* [Instructions for the task]:
Each entry below is to be printed verbatim.

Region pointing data
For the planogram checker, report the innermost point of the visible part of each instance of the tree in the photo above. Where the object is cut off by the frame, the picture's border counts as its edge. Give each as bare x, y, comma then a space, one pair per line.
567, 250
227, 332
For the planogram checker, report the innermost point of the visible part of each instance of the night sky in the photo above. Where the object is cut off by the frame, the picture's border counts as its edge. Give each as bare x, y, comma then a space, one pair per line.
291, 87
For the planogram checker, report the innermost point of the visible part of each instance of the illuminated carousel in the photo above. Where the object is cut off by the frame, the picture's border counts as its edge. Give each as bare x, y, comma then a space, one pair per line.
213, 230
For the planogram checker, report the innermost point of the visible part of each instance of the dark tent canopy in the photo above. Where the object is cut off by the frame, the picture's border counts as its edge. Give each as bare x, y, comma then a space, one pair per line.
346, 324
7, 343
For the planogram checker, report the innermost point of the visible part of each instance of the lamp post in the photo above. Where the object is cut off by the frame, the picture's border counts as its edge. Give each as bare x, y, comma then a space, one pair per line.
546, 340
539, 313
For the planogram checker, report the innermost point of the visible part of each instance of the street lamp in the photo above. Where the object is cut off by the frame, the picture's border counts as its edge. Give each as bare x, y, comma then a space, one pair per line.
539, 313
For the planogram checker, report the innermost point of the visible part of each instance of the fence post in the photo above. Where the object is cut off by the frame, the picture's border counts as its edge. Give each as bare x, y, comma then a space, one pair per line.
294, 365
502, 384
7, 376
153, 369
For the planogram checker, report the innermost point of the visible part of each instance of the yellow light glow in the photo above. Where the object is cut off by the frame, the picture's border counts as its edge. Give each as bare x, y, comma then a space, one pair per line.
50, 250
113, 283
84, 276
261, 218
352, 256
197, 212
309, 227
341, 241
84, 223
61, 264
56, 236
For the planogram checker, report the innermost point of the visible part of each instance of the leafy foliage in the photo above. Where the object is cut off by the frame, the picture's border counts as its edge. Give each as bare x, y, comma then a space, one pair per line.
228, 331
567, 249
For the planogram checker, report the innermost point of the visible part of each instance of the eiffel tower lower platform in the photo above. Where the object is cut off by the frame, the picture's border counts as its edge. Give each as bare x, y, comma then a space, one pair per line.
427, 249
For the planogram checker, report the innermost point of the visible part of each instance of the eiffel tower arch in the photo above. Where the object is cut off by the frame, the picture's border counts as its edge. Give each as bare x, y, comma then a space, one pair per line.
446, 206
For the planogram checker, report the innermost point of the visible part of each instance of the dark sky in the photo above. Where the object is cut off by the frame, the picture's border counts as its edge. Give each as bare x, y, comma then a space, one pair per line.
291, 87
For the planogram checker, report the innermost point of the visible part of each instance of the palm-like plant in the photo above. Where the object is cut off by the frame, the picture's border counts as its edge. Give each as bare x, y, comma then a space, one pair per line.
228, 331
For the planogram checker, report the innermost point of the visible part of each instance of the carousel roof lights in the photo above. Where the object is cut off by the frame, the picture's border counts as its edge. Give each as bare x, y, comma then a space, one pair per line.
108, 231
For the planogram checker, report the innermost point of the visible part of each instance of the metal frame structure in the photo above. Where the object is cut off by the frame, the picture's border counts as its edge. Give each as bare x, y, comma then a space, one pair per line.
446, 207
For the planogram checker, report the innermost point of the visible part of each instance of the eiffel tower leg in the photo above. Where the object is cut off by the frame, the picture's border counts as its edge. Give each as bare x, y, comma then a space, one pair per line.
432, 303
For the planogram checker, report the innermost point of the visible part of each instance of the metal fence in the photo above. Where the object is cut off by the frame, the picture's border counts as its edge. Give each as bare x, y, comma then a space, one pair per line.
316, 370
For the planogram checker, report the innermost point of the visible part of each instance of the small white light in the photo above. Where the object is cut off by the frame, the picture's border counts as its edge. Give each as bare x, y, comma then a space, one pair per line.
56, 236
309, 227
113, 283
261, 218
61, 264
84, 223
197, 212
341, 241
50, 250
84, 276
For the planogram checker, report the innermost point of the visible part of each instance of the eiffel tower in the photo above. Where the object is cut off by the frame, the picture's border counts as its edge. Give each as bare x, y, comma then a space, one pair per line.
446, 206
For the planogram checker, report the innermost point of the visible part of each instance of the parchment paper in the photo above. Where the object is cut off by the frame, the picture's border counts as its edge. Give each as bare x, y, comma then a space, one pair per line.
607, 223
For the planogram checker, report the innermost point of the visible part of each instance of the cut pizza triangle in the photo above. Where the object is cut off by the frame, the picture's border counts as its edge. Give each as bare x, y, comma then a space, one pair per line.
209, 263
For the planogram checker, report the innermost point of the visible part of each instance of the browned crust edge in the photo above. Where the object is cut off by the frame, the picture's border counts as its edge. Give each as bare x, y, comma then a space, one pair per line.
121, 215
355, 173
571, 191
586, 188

* [Answer section]:
For the planogram checker, report the innermost point of the visible part of each instance of the tree in the photo above. Where the object is cut off by the frame, the picture's border counts as its edge. Give each as bare x, y, comma then a space, one pair per line.
567, 250
227, 332
For the planogram checker, report the innermost point of the visible part of each instance of the night sky in the photo above. Where the object is cut off by the frame, the picture's border counts as its edge. Give each as bare x, y, comma then a space, one pair per line.
291, 87
For the planogram checker, report the innermost point of the visible part of each instance of the illuminated carousel in the photo above. Where the object is cut off by the frame, the picture's border counts as its edge. Give each as bare x, y, comma then a space, one pair per line.
213, 230
For the planogram checker, report the innermost point of the visible part of each instance of the dark tent canopy in the photo above. Where the object is cut off by the frame, the picture's border counts as its edge. Give each as bare x, y, comma then a space, one pair per line.
346, 324
7, 343
For the planogram checker, report the innermost point of the visible part of each instance of the lamp post in the photo above. Where the object is cut off by the frame, the picture's border counts as its edge. Give each as bare x, y, comma then a space, one pair per line.
546, 340
539, 313
For the planogram checker, report the innermost point of the visible part of each instance of the street lamp in the photo above. Where the object is cut off by the frame, the picture's border counts as its edge. Give each as bare x, y, comma then a space, one pair per line.
539, 313
For the planogram checker, report the innermost point of the visible part of each instance of the fence post in the photo above. Where the object is cut off by the frame, the picture's border counts as its edge. Give each as bare x, y, comma then a space, one pair per line.
294, 365
502, 384
7, 376
153, 369
For the planogram checker, report the innermost point of the visible part of each instance of the yellow light glow in the photo above. Where the object is cut off by the frame, the picture's border counts as its edge. Give each as bare x, y, comma then a space, one pair per line.
50, 250
113, 283
84, 276
261, 218
352, 256
197, 212
309, 227
341, 241
84, 223
61, 264
56, 236
For the planogram checker, report the innermost point of the visible part of each instance of the leafy foliage in the photo above. Where the object is cut off by the frame, the picture's border counts as its edge. Give each as bare x, y, comma then a space, one pair per line.
228, 331
567, 249
For the planogram checker, report the innermost point of the visible part of each instance of the eiffel tower lower platform in the photo above. Where the object is cut off by the frame, the picture's border counts as its edge. Give each as bare x, y, comma then a space, one pair per line.
427, 249
For the planogram checker, report the innermost point of the visible part of each instance of the eiffel tower arch in the photo above. Where the object is cut off by the frame, the picture's border counts as its edge. Give each as bare x, y, comma then a space, one pair per line.
446, 206
For the planogram checker, report the innermost point of the visible part of each instance of the dark sky in the photo above. Where the object is cut off by the frame, the picture's border counts as its edge. Give each as bare x, y, comma then a space, one pair per line.
291, 87
For the planogram checker, report the innermost point of the visible part of each instance of the palm-like plant in the photo above. Where the object is cut off by the frame, the picture's border counts as its edge. Give each as bare x, y, comma then a space, one pair per line.
228, 331
For the planogram checker, report the innermost point of the visible part of each instance of the carousel roof lights in the photo above. Where the object is cut off by the frame, the picture's border counts as its edge. Give each as bare x, y, comma then a space, one pair per line.
108, 231
For the planogram checker, report the innermost point of the visible part of each instance of the metal frame structure in the photo above. Where the object is cut off by the frame, the picture's border counts as its edge. Give each as bare x, y, comma then a space, one pair per line.
446, 207
For the planogram checker, report the innermost point of the visible part of each instance of the eiffel tower leg in the photo above. Where the object is cut off by the frame, the picture's border counts as its edge. Give each as bare x, y, comma then a space, one pair per line.
432, 303
For the planogram checker, report the innermost point of the visible part of each instance of the metal fence in the photo above. Where the object is cut off by the frame, the picture's border counts as its edge. Give each as bare x, y, comma then a space, one pair per line.
316, 370
For the planogram checker, report the innermost point of the visible part of each instance of the small white light in the photo above. Where the object is cut off by the frame, the picture's border counts as its edge. Give each as bare x, y, comma then a space, one pair per line.
56, 236
309, 227
113, 283
261, 218
61, 264
84, 223
197, 212
341, 241
50, 250
84, 276
For the planogram checker, report the innermost point of the visible part of each instance of the eiffel tower in the photo above. Where the object is cut off by the frame, the picture's border counts as its edge. Give each as bare x, y, comma then a space, one pair per line.
446, 206
For the planogram checker, report the innermost point of the visible part of each instance of the parchment paper in the photo above. Where the object is cut off by the frame, the picture's border counts as its edge. Give each as bare x, y, comma then a space, one pair per line.
607, 223
For the planogram checker, report the innermost point of the visible part of each instance of the cut pizza triangle in the photo above. Where the object is cut off by the frame, the picture's border counts as its edge. Give each as bare x, y, comma then a space, one pair per line.
209, 263
For the planogram checker, report the innermost point of the visible part of each instance of the browned crust edge in the photo above. Where the object is cut off by the frame, the picture's border counts as its edge. Give each as bare x, y, comma then a space, one pair per line.
121, 215
355, 173
571, 191
586, 188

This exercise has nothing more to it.